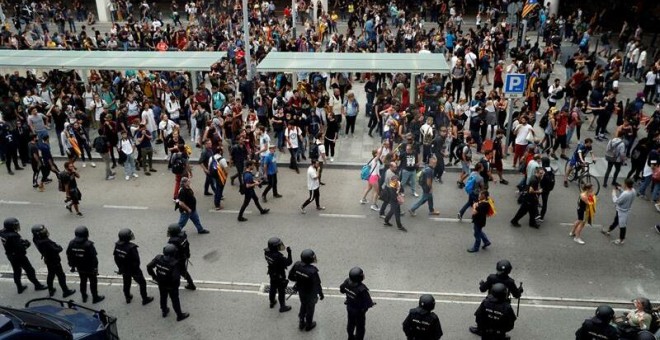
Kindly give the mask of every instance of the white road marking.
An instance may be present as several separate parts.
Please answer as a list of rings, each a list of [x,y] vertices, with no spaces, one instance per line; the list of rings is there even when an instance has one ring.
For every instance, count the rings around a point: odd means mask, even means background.
[[[134,205],[104,205],[106,209],[127,209],[127,210],[147,210],[149,207],[141,207]]]
[[[367,215],[350,215],[350,214],[319,214],[321,217],[339,217],[339,218],[367,218]]]
[[[438,222],[462,223],[462,221],[459,220],[458,218],[451,218],[451,217],[431,217],[430,220],[434,220]]]
[[[221,214],[238,214],[239,210],[227,210],[227,209],[222,209],[222,210],[215,210],[215,209],[210,209],[209,212],[213,213],[221,213]],[[243,214],[252,214],[252,210],[246,210],[243,212]]]
[[[32,204],[32,203],[28,202],[28,201],[5,201],[5,200],[0,200],[0,204],[28,205],[28,204]]]
[[[574,223],[559,223],[559,225],[569,226],[569,227],[572,227],[573,224]],[[602,224],[587,224],[587,226],[591,226],[591,227],[594,227],[594,228],[602,228],[603,227]]]

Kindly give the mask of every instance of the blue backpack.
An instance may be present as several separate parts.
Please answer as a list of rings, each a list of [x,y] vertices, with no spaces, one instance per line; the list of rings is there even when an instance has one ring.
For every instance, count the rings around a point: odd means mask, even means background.
[[[468,177],[467,182],[465,183],[465,192],[468,193],[468,195],[472,194],[474,192],[474,186],[477,183],[477,174],[473,173]]]

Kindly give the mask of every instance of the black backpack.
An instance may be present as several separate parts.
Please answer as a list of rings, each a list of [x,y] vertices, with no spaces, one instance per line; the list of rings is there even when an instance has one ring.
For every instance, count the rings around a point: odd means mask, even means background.
[[[312,146],[309,148],[309,159],[319,159],[319,145],[317,143],[313,143]]]
[[[175,175],[181,175],[186,170],[186,161],[183,159],[183,156],[177,154],[172,159],[172,173]]]
[[[545,192],[550,192],[552,189],[555,188],[555,172],[550,170],[546,170],[545,173],[543,174],[543,177],[541,178],[541,189]]]
[[[94,145],[94,151],[98,153],[106,153],[108,152],[108,143],[105,140],[104,136],[98,136],[94,138],[94,141],[92,142]]]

- **Your objective**
Copy the rows from the line containing "Kindly give the mask of every instance of the blue" through the end of the rows, inclusive, with the requests unchanged, and shift every coordinate in the answers up by 103.

- **Worked solution**
Kindly give the mask of every instance of the blue backpack.
An instance may be present as several separate parts.
Please answer as a list of rings, each a list of [x,y] vertices, with no spaces, one instance per line; the list of rings is there even when an instance has one ring.
For every instance, count the rings around a point: odd means mask, even means background.
[[[571,280],[570,285],[568,286],[568,295],[571,296],[571,298],[575,297],[577,295],[577,289],[580,286],[580,277],[576,276]]]

Kindly give the mask of every instance of the black backpack.
An instance may be present as several separate parts.
Please answer as a list of rings, each a list of [x,y] vertices, with no spaces, one instance per line; the list of rings is there even when an instance has one ring.
For every instance, count the rings around a point: odd means mask, even means background.
[[[415,249],[412,251],[412,262],[422,262],[422,248],[420,246],[416,246]]]
[[[278,278],[284,278],[289,273],[289,264],[286,262],[286,259],[280,257],[275,262],[275,276]]]
[[[648,295],[653,295],[655,292],[658,291],[658,275],[653,273],[649,273],[648,276],[646,277],[646,280],[644,281],[644,292]]]
[[[197,248],[197,254],[201,256],[209,256],[211,255],[211,246],[208,243],[207,239],[201,239],[197,241],[197,244],[195,245]]]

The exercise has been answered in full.